··· Text for analysis ···

American home economist

Anna Maria Cooley (September 16, 1874 – May 6, 1955) was an American home economist and textbook writer. She was a professor of household arts at Teachers College, Columbia University, from 1904 to 1941. She was president of the New York State Home Economics Association from 1924 to 1928.

==Early life and education==
Cooley was born in New York City as the daughter of Charles Wallace Cooley and Emma Davin Cooley. She graduated from Barnard College in 1896. She completed a Bachelor of Science degree at Teachers College, Columbia University in 1903. Her sister, Carrie Starr Cooley, was a noted nurse in New York.

==Career==
Cooley taught at Teachers College, Columbia University, from 1904 until she retired in 1941. She became an associate professor of household arts in 1917. She was president of the New York State Home Economics Association from 1924 to 1928.

==Publications==
Cooley wrote several textbooks with her colleague Helen Kinne and others.
- Occupations for Little Fingers: A Manual for Grade Teachers, Mothers and Settlement Workers (1905, with Elizabeth Sage)
- "Selection of domestic art subject matter for secondary schools" (1909)
- Domestic Art in Women's Education (1911)
- Shelter and Clothing: A Textbook of the Household Arts (1914, with Helen Kinne)
- Food and Household Management: A Textbook of the Household Arts (1914, with Helen Kinne)

···

= Assigned task 1 =
Do these statements agree with the article on Anna Maria Cooley? Answer yes or no for each, quoting the words of the article that decide it. (a) Cooley graduated from Barnard College in 1903. (b) Cooley became an associate professor of household arts in 1917. (c) Cooley wrote Shelter and Clothing with Elizabeth Sage.
= Assigned task 2 =
Write what comes next in the article on Anna Maria Cooley, picking up after its final line.

··· Entries supplied ···

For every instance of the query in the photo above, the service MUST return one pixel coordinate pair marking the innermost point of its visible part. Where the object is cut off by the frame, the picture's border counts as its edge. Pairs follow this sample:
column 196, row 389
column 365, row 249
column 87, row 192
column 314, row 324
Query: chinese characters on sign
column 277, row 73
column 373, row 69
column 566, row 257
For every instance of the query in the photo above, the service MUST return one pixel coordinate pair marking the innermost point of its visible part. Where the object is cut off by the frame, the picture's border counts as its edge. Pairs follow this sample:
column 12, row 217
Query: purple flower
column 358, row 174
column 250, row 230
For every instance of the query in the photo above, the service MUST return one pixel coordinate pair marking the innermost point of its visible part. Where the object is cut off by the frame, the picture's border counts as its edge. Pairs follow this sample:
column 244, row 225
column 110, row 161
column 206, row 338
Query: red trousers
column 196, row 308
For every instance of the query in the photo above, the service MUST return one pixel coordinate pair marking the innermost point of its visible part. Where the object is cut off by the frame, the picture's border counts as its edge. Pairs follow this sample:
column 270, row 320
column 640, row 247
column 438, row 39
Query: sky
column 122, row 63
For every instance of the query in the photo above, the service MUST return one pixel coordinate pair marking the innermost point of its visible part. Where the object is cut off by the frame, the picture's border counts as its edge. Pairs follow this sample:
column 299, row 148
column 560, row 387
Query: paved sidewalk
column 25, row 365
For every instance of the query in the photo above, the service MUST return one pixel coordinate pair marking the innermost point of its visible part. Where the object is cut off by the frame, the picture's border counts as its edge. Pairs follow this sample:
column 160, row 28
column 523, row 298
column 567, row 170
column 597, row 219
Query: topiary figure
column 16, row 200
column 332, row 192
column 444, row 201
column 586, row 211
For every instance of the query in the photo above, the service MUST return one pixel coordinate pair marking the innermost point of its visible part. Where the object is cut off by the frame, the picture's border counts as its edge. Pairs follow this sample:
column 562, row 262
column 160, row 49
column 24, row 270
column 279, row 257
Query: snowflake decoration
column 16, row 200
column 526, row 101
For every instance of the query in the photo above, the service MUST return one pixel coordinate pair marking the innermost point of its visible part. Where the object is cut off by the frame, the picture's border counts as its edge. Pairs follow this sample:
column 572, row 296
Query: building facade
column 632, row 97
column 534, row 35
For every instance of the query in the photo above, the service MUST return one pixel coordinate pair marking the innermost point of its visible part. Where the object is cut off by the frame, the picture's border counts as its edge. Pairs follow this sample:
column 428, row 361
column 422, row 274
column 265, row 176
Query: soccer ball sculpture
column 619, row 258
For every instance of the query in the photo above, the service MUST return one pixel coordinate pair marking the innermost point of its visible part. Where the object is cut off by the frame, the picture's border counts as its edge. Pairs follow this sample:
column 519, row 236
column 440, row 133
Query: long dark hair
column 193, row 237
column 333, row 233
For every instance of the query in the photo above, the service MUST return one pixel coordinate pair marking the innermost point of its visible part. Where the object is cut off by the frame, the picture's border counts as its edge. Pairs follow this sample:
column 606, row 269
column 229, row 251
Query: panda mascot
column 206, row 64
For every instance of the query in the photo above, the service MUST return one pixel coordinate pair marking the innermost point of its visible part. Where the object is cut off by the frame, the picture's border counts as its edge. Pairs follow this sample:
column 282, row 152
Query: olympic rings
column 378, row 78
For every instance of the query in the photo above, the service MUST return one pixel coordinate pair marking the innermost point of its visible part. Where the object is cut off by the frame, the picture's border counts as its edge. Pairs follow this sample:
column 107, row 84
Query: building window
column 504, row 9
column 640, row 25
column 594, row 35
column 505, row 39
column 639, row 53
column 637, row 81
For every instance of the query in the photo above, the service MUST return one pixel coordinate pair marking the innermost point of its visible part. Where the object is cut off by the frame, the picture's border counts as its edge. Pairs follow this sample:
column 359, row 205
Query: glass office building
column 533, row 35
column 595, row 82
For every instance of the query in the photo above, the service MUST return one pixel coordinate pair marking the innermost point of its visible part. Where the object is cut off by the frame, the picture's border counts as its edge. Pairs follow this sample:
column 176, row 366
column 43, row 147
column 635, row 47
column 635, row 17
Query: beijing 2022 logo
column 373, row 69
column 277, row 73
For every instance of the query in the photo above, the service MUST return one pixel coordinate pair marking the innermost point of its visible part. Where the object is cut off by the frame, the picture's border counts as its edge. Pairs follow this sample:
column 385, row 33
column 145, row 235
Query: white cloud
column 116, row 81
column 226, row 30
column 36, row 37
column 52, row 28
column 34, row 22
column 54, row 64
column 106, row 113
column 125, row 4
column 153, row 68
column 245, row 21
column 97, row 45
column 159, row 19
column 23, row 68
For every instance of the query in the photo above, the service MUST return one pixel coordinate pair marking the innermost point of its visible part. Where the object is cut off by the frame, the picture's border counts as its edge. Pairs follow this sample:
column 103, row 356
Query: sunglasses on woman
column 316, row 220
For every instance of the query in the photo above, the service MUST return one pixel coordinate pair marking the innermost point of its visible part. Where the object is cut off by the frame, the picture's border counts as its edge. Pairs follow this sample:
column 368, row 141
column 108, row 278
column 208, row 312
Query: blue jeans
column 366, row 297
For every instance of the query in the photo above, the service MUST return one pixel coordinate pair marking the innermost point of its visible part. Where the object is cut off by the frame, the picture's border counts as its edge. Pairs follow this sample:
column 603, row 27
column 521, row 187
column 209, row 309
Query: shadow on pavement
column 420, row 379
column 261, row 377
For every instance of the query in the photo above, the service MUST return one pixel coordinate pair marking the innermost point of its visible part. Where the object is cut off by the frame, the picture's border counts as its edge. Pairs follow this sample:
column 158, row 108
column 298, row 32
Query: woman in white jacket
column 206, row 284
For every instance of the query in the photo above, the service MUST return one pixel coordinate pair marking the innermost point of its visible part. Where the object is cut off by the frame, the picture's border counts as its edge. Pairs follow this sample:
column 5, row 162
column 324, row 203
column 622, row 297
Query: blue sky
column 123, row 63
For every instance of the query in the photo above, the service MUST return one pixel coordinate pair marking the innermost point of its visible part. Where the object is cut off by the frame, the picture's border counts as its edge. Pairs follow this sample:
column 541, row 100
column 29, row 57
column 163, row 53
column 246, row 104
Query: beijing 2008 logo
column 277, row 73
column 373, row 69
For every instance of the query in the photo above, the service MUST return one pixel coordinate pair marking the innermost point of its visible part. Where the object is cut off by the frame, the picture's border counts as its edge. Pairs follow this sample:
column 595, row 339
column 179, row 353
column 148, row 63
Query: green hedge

···

= Task answer 1 =
(a) No: "She graduated from Barnard College in 1896."
(b) Yes: "She became an associate professor of household arts in 1917."
(c) No: "Shelter and Clothing: A Textbook of the Household Arts (1914, with Helen Kinne)"

= Task answer 2 =
- "The Amy Schussler Apartment" (1915)
- The Home and the Family: An Elementary Textbook of Home Making (1917, with Helen Kinne)
- Food and Health: An Elementary Textbook of Home Making (1917, with Helen Kinne)
- "How Economics Studies in Grades Seven to Twelve" (1918, with Cora M. Winchell, Wilhelmina Spohr, and Josephine A. Marshall)
- Teaching Home Economics (1919, with Cora Marguerite Winchell, Wilhelmina H. Spohr, and Josephine Atlee Marshall)
- Household Arts for Home and School (1920, with Wilhelmina H. Spohr)
- "Some Investigations concerning the use of Certain Home Economics Information Tests" (1923, with Grace Reeves)
- "Economics and home economics instruction in the schools" (1932)
- "Some Reminiscences of Teachers College" (1939)

==Personal life==
Cooley died in 1955, at the age of 80, at her home in Pawling, New York. Her papers are in special collections at Teachers College, Columbia University.